> **Work order 1**
In the text on service users in psychiatric research, list the four terms joined by slashes in the first paragraph that name people who could help enhance research.
> **Work order 2**
Extend the text on service users in psychiatric research, starting after its final sentence.

> **Selected text**
----------------

Şerife Tekin |
As evident from the compelling body of scholarship featured in the Imperfect Cognitions blog, the last decade has been a very exciting time to be doing philosophy of psychiatry. What has been even more exciting for me, as a philosopher who has long been promoting the view that giving uptake to the first-person perspectives and testimonies of individuals diagnosed with mental disorders is necessary for enhancing rigorous research and ethical clinical practices, is the increased philosophical interest in thinking about how to include service users/ patients/ex-patients/survivors into enhancing research.
As can be seen, for example, from the line-up of speakers and their abstracts, in a recent conference organized by Sam Fellowes on “Philosophically Analysing the Role of Service Users in Psychiatric Research,” I am delighted that this topic is garnering a lot more interest and attention from scholars and service users in the field. While we still have a lot of work to do to convince psychiatric research and clinical treatment circles, I am encouraged to see the increased collaboration between philosophers and the service users to push this approach forward.

----------------

> **Information shown**
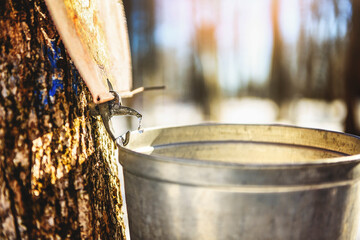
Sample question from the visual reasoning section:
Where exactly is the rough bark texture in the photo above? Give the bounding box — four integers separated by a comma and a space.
0, 0, 124, 239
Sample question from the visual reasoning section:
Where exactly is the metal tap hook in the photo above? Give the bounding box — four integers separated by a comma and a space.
91, 90, 142, 146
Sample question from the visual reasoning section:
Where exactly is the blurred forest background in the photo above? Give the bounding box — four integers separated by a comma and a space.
120, 0, 360, 135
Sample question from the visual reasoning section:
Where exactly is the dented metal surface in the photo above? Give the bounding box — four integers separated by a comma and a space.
119, 124, 360, 240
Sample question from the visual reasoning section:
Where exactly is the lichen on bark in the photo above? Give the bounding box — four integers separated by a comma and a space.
0, 0, 124, 239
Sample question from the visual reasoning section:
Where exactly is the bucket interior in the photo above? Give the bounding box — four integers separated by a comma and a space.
128, 124, 360, 164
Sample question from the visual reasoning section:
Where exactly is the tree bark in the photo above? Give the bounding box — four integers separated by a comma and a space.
0, 0, 124, 239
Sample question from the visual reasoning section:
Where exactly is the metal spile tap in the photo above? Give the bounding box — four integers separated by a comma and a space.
90, 91, 142, 146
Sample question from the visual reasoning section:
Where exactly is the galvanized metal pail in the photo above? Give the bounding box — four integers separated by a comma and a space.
119, 124, 360, 240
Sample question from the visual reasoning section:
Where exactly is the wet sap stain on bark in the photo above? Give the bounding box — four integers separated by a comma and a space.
0, 0, 124, 239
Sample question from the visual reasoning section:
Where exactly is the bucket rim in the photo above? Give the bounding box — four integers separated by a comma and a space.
117, 123, 360, 169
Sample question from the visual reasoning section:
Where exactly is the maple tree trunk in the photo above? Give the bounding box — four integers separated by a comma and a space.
0, 0, 124, 239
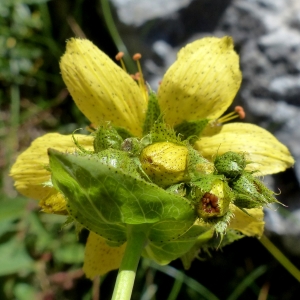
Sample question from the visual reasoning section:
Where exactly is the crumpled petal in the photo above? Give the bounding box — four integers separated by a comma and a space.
60, 38, 147, 136
10, 133, 93, 200
158, 36, 242, 126
83, 231, 126, 279
228, 205, 265, 238
195, 123, 295, 176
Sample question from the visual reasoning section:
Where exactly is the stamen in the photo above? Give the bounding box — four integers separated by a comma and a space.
115, 52, 127, 73
132, 53, 148, 99
234, 106, 246, 119
216, 106, 246, 124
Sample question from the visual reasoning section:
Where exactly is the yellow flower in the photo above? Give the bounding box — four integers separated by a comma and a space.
11, 37, 294, 277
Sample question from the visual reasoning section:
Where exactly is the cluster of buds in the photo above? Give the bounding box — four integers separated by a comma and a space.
89, 123, 278, 229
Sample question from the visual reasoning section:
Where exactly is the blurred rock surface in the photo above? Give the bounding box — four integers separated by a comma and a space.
112, 0, 300, 255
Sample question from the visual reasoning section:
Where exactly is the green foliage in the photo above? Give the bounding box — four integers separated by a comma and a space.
49, 150, 196, 248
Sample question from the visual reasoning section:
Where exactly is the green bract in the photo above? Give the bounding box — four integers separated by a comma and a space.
214, 152, 246, 178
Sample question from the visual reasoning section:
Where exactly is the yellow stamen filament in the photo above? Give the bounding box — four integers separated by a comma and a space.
132, 53, 148, 99
216, 106, 246, 124
115, 52, 127, 73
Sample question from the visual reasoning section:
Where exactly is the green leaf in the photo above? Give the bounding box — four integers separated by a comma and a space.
143, 221, 214, 265
48, 149, 196, 243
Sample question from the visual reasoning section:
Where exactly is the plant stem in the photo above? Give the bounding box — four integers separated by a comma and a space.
112, 226, 147, 300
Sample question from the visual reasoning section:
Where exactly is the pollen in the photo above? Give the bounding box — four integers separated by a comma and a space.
213, 106, 246, 124
234, 106, 246, 119
115, 52, 127, 73
132, 53, 148, 99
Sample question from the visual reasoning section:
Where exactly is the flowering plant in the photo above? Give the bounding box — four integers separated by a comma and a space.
11, 37, 294, 299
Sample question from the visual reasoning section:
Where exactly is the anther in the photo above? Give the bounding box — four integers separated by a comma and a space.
132, 53, 148, 99
116, 52, 124, 61
234, 106, 246, 119
115, 52, 127, 73
132, 53, 142, 61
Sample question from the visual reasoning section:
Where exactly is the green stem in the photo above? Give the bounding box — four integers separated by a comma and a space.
112, 226, 147, 300
259, 235, 300, 282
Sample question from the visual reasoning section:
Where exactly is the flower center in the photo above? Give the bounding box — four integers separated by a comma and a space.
214, 106, 246, 124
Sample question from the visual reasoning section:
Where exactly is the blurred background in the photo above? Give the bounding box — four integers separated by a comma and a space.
0, 0, 300, 300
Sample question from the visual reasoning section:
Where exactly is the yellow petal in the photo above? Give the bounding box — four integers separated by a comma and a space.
10, 133, 93, 200
229, 205, 265, 237
60, 38, 147, 136
158, 37, 241, 126
83, 231, 126, 279
195, 123, 294, 176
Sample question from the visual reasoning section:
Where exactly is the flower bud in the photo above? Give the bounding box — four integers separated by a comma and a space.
121, 138, 142, 156
214, 151, 246, 178
230, 172, 279, 208
192, 176, 234, 219
94, 127, 123, 153
97, 149, 140, 177
140, 142, 188, 187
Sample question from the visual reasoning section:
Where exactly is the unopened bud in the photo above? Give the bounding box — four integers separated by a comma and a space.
140, 142, 188, 187
94, 127, 123, 153
192, 175, 234, 219
214, 151, 246, 178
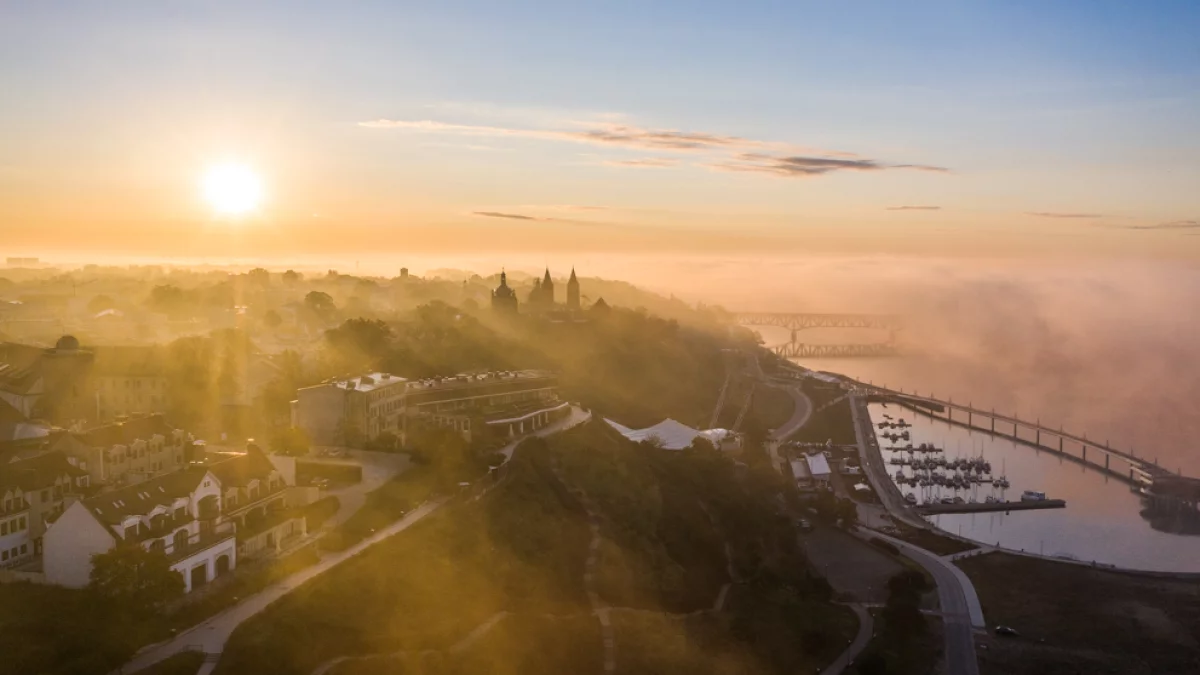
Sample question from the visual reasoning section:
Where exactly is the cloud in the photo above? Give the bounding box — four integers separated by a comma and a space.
1124, 220, 1200, 229
359, 119, 949, 177
472, 211, 542, 220
708, 153, 949, 177
600, 157, 679, 168
1025, 211, 1104, 219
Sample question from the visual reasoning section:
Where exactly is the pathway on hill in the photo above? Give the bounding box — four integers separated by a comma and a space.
114, 406, 592, 675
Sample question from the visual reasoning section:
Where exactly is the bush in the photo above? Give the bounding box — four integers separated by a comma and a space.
868, 537, 900, 555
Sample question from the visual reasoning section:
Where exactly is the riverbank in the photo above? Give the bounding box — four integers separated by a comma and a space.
958, 552, 1200, 675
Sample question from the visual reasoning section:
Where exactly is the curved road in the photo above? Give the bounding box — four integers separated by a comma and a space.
851, 396, 986, 675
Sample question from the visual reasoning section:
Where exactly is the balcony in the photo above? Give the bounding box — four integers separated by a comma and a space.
167, 522, 238, 565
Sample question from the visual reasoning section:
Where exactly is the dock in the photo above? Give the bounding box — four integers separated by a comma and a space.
913, 500, 1067, 515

----------------

> **Response area 1**
service users, patients, ex-patients, survivors

> **Response area 2**
In “Participatory Interactive Objectivity in Psychiatry,” I focus specifically on the creation and revision processes of the Diagnostic and Statistical Manual of Mental Disorders (DSM), a document produced by the American Psychiatric Association (APA) that identifies the properties of mental disorders and thereby guides research, diagnosis, treatment, and various administrative tasks.
I challenge the exclusion of patients from epistemic practices, through a historical overview of the DSM development since its inception in 1952. (I use the word "patient" to refer to the individual who is in a position of need due to the distress she is experiencing and who seeks help from a professional to address her condition. I recognize that “patients” are not homogenous, and some prefer being referred to as service-user/survivor/ex-patient. For my purposes in this article, I use these terms interchangeably.)
I respond to the objections provided by the APA on the inclusion of patients in the DSM creation process, on the grounds that it would impede psychiatry’s scientific aspirations for arriving at objective knowledge. I argue that there are epistemic – rather than exclusively social/political – reasons for including individuals with first-person experiences in the DSM revision process. Service users/patients/ex-patients/survivors are indispensable resources to enhance psychiatric epistemology, especially in the context of the crisis, controversy, and uncertainty surrounding mental health research and treatment.
My argument unfolds as follows.
- First, I outline the development process of the series of DSMs.
- Second, I examine the APA’s position that the inclusion of patients in the DSM’s epistemic practices would impede psychiatry’s goal to be objective.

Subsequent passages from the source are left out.